======== Data for the task

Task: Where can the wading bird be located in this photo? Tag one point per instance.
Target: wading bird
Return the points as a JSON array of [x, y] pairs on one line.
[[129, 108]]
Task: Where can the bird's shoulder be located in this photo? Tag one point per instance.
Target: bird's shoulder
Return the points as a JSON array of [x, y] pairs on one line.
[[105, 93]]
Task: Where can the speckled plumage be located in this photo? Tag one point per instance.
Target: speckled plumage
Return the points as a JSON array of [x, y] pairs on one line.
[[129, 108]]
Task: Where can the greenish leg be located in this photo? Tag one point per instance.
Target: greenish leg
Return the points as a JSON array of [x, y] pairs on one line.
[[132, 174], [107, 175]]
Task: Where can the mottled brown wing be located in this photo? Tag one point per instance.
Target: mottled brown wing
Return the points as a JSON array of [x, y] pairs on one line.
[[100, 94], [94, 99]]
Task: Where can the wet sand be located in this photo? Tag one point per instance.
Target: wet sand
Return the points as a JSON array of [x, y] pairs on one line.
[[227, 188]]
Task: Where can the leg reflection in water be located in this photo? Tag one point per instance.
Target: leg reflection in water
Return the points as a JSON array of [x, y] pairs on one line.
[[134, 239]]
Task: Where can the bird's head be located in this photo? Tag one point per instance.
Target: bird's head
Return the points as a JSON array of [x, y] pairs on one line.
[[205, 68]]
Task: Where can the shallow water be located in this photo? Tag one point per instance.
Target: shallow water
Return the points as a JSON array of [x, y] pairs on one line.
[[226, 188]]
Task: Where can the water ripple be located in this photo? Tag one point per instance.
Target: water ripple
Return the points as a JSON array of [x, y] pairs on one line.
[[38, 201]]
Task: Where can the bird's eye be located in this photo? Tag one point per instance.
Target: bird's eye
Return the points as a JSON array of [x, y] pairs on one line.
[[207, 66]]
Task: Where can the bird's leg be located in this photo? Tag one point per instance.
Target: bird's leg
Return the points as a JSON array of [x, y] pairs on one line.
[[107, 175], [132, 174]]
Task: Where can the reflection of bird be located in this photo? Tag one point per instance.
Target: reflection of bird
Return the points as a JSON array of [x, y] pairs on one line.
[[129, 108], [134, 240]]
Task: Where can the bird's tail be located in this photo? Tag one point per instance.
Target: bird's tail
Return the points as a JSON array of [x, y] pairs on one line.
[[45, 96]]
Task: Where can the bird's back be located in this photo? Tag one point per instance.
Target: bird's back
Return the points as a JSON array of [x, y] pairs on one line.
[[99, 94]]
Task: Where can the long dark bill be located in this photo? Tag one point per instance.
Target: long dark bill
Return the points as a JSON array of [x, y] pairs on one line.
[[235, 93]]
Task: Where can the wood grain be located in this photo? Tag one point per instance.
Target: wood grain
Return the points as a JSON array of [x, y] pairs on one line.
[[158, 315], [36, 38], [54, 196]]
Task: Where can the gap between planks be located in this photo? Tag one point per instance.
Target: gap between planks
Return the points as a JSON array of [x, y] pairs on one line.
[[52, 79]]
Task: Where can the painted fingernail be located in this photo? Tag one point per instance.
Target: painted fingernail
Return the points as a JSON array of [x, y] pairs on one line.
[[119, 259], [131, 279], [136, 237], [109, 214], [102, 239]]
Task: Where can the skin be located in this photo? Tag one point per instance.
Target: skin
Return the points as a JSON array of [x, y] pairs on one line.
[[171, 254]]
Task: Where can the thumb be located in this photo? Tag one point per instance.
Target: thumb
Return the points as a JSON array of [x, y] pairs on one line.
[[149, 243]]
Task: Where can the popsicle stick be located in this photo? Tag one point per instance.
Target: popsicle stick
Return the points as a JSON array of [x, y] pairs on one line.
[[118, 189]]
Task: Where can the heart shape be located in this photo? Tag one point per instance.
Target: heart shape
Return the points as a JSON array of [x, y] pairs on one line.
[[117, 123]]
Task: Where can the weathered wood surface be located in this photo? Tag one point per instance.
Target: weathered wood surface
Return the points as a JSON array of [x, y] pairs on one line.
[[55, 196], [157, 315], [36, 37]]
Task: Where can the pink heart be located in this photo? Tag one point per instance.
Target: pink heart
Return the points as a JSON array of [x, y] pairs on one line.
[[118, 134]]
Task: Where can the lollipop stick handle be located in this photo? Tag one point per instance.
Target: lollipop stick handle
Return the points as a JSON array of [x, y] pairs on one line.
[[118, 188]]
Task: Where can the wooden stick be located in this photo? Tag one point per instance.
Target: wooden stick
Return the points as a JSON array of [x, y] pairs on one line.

================

• **Task description**
Please transcribe, exactly and with nothing added, the lines from the first line of the material above through the line that contains "Target: leg reflection in water".

• **Result below**
Task: Where can the wading bird be located in this photo? Tag one point per instance.
Target: wading bird
Return the points as a JSON array of [x, y] pairs on one line.
[[129, 108]]
Task: Where can the bird's shoulder be located in this photo? Tag one point per instance.
Target: bird's shoulder
Return the points as a JSON array of [x, y] pairs on one line.
[[105, 93]]
Task: Where can the speckled plumage be located in this photo? Tag one point per instance.
Target: speckled plumage
Return the points as a JSON array of [x, y] pairs on one line.
[[129, 108]]
Task: Where can the greenish leg be located in this photo? Tag one point per instance.
Target: greenish leg
Return the points as a JSON array of [x, y] pairs on one line.
[[132, 174], [107, 175]]
Task: Where can the mottled brown wing be located in this photo? Tag one point per instance.
Target: mottled brown wing
Return the points as a JSON array of [x, y] pairs on one line.
[[100, 94], [94, 99]]
Task: Where can the wet sand be located in this photo? Tag one point per instance.
Target: wet sand
Return the points as a JSON array of [x, y] pairs on one line.
[[227, 188]]
Task: Where can the leg reflection in water be located in this photo? Tag one point per instance.
Target: leg reflection in water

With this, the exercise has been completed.